| PAGE TEXT |
On the political side, the administration has speeded up its timetable
to transfer power. While once it spoke of a three-year process of constitution-writing
and institution-building, now it wants to hold elections and turn things
over in 18 months at most. American troops would be under 100,000 by next
summer and fall under 50,000 by 2005. Even the French love the new, improved
schedule. What could possibly be wrong with it?
This new impulse
has less to do with Iraqi democracy than with American democracy. The
president wants to show that Iraqis are governing their affairs and Americans
are coming home in time for his re-election. But it might not work out
that way.
Putting more Iraqi
soldiers and policemen on the ground makes sense. By taking care of routine
policing and security, they will free up the American Army to conduct
raids, pursue leads and fight the guerrillas. But the desperation to move
faster and faster is going to have bad results. Accelerating the training
schedule (which has already been accelerated twice before) will only produce
an ineffective Iraqi Army and police force. Does anyone think that such
a ragtag military could beat the insurgency where American troops are
failing?
When we speak of
sending "Iraqis" on raids into the Sunni Triangle, who would
these soldiers be? Sunnis? They might not want to hunt down Baathists,
or might easily be bought off. Shiites and Kurds? That would galvanize
the Sunni populations in support of the guerrillas. If the goal is to
stabilize Iraq, fomenting intragroup violence might not be the best path.
If the American footprint
is reduced, it will not make the guerrillas stop fighting. ("Hey,
Saddam, we've scared the Americans back into their compounds. Let's ease
up now and give them a break.") On the contrary, the rebels will
step up their attacks on the Iraqi Army and local politicians, whom they
already accuse of being collaborators. Iraqification could easily produce
more chaos, not less.
The idea of a quick
transfer of political power is even more dangerous. The Iraqi state has
gone from decades of Stalinism to total collapse. And there is no popular
national political party or movement to hand power to. A quick transfer
of authority to a weak central government will only encourage the Shiites,
the Sunnis and the Kurds to retain de facto autonomy in their regions
and fragment the country.

| EXCERPTED DATA |
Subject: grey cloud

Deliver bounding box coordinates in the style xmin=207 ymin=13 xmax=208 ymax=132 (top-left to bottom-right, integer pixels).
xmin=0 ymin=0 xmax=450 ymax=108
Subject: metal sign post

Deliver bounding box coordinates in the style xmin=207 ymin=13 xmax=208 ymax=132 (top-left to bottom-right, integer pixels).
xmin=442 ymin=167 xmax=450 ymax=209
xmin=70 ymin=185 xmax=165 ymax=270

...

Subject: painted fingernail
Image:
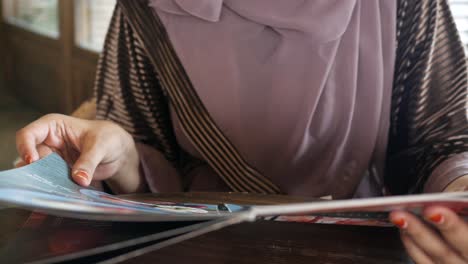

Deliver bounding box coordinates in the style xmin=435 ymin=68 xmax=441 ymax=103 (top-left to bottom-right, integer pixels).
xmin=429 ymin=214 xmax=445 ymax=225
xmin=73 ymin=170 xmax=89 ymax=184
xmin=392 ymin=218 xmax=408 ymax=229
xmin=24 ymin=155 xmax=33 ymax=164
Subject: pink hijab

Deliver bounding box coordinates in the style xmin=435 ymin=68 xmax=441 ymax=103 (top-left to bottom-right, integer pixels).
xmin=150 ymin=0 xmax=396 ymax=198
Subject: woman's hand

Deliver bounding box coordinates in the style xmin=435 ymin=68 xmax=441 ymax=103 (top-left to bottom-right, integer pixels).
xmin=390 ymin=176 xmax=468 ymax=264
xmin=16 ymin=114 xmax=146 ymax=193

| WRITTEN EXERCISE 1 |
Print, word for word, the part of the commentary on Iraq from "If the American" up to and including "fragment the country.".
| WRITTEN EXERCISE 2 |
According to the commentary on Iraq, by what year would American troops fall under 50,000?

| TASK RESPONSE 1 |
If the American footprint
is reduced, it will not make the guerrillas stop fighting. ("Hey,
Saddam, we've scared the Americans back into their compounds. Let's ease
up now and give them a break.") On the contrary, the rebels will
step up their attacks on the Iraqi Army and local politicians, whom they
already accuse of being collaborators. Iraqification could easily produce
more chaos, not less.
The idea of a quick
transfer of political power is even more dangerous. The Iraqi state has
gone from decades of Stalinism to total collapse. And there is no popular
national political party or movement to hand power to. A quick transfer
of authority to a weak central government will only encourage the Shiites,
the Sunnis and the Kurds to retain de facto autonomy in their regions
and fragment the country.

| TASK RESPONSE 2 |
By 2005.